- **TRY IT**:
Your job is to write out each record precisely as it stands.

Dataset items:

──────────

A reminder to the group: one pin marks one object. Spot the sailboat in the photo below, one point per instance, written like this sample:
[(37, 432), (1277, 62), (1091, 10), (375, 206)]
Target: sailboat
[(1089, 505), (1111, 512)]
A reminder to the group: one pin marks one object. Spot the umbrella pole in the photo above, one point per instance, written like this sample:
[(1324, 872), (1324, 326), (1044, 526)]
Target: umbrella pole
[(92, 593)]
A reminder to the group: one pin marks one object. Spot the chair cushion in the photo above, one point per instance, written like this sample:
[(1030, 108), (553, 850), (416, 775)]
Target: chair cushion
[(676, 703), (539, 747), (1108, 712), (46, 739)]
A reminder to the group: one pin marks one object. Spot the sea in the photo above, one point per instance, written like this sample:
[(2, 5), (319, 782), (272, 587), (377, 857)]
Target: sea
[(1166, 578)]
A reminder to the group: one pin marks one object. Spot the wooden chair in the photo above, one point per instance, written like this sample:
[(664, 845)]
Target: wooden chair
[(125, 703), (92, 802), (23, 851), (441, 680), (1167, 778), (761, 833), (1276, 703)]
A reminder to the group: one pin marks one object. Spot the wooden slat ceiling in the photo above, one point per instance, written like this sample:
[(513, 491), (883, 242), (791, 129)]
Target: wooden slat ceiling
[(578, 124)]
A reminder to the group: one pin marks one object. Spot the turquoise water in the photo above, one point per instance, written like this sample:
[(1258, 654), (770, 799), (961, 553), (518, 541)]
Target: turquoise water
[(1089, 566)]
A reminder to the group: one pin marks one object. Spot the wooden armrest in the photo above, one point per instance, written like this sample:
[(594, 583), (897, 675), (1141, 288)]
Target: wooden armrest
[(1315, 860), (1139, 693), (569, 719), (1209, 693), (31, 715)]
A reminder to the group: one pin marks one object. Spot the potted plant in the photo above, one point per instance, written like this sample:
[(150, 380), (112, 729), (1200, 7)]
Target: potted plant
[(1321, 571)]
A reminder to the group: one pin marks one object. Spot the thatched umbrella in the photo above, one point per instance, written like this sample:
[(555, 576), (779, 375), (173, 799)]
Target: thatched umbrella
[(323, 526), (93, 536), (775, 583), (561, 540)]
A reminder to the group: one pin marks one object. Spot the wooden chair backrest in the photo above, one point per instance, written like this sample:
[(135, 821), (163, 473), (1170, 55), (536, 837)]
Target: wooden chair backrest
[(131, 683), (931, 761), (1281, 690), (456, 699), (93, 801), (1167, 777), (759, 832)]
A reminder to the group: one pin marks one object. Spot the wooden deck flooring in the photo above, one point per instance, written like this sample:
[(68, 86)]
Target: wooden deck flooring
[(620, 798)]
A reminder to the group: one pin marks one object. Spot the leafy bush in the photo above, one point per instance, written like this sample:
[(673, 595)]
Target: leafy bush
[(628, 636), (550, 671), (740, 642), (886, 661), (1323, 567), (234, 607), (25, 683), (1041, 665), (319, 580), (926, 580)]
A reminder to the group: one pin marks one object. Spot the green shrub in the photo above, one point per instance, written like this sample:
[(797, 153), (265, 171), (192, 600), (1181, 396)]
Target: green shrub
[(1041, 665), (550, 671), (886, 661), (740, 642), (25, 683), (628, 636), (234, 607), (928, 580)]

──────────

- **SOLUTION**:
A reminder to the group: one pin marks one object. Spot the sailboat in the photo below, one point per instance, written like this sample:
[(37, 432), (1277, 62), (1091, 10), (375, 206)]
Target: sailboat
[(1089, 505), (1111, 512)]
A reminder to the group: one pin marks one object. Spot the umbrella pole in the photo above, one point per instance, written like this sample:
[(1324, 872), (1324, 326), (1044, 526)]
Target: umbrella pole
[(92, 593)]
A reminder to the group: one pin marks one object. Spot the chair cushion in the photo above, one point per instance, written like this sample:
[(1030, 108), (553, 850), (416, 775)]
Target: chair cushion
[(676, 703), (539, 747), (1108, 712), (46, 739)]
A reminder to the group: one pin marks one object. Spot the sea in the photo above, one point per instance, written like this sample:
[(2, 5), (319, 782), (272, 587), (377, 857)]
Target: sea
[(1166, 578)]
A reminder to the group: one pin marks one object. Spot the wooden chair in the photo above, one point per instance, written like this sample:
[(664, 845)]
Target: wooden chair
[(125, 703), (92, 802), (23, 851), (441, 680), (1167, 778), (761, 833), (1276, 703)]
A reminder to the group: one pin marks one object. Spot the wooden slat ceiling in the photo above, one point per instance, written like this sample:
[(513, 491), (883, 242), (791, 129)]
Target: wooden slat ceiling
[(578, 124)]
A reminder to the group: one pin marks one object. Spot the turquoise water in the photo above, one point per instance, written like this sample:
[(1258, 654), (770, 799), (961, 553), (518, 541)]
Target: turquoise water
[(1089, 566)]
A reminder to the group: one pin marks one object. Spot the wooden armrest in the photo above, one point per instance, written like this sample:
[(594, 583), (897, 675), (1141, 288)]
Target: wooden armrest
[(1315, 860), (1139, 693), (569, 719), (1209, 693), (31, 715)]
A reminder to the group: one pin marks one object. Spot the potted plant in the photo above, one point per instance, written like this sample:
[(150, 380), (112, 729), (1200, 7)]
Target: potted plant
[(1321, 571)]
A reminder to the group: one pin marks one object. Spot the thatched umbrella in the photo above, one point per instance, written like this sample:
[(555, 576), (779, 375), (173, 799)]
Target: thatched umbrella
[(323, 526), (93, 536), (775, 583), (561, 540)]
A reminder to the group: one pin marks one object. Spot the wooden chair backrest in the photo above, one point per instance, written like this sample:
[(135, 821), (163, 473), (1170, 55), (536, 837)]
Target: wooden chair backrest
[(131, 683), (931, 761), (1281, 690), (456, 699), (93, 801), (1167, 777), (759, 832)]
A reminder to the group: one pin marks one object. Spot the wooden deck flooring in the photo above, one point per instance, written like this sample:
[(68, 86)]
Target: wooden deck flooring
[(620, 798)]
A reminder to the group: one pin marks one object. Spot the leafy bush in the photo above, one point per instance, written like this sample:
[(673, 595)]
Target: leafy bush
[(628, 636), (550, 671), (740, 642), (886, 661), (1323, 567), (234, 607), (25, 683), (1041, 665), (319, 580), (926, 580)]
A reminder to the group: one pin marks one object. Spot the green shrub in the photo above, one point per instance, written like this sample:
[(797, 153), (265, 171), (192, 600), (1181, 396)]
Target: green shrub
[(1041, 665), (550, 671), (886, 661), (740, 642), (25, 683), (628, 636), (234, 607), (928, 580)]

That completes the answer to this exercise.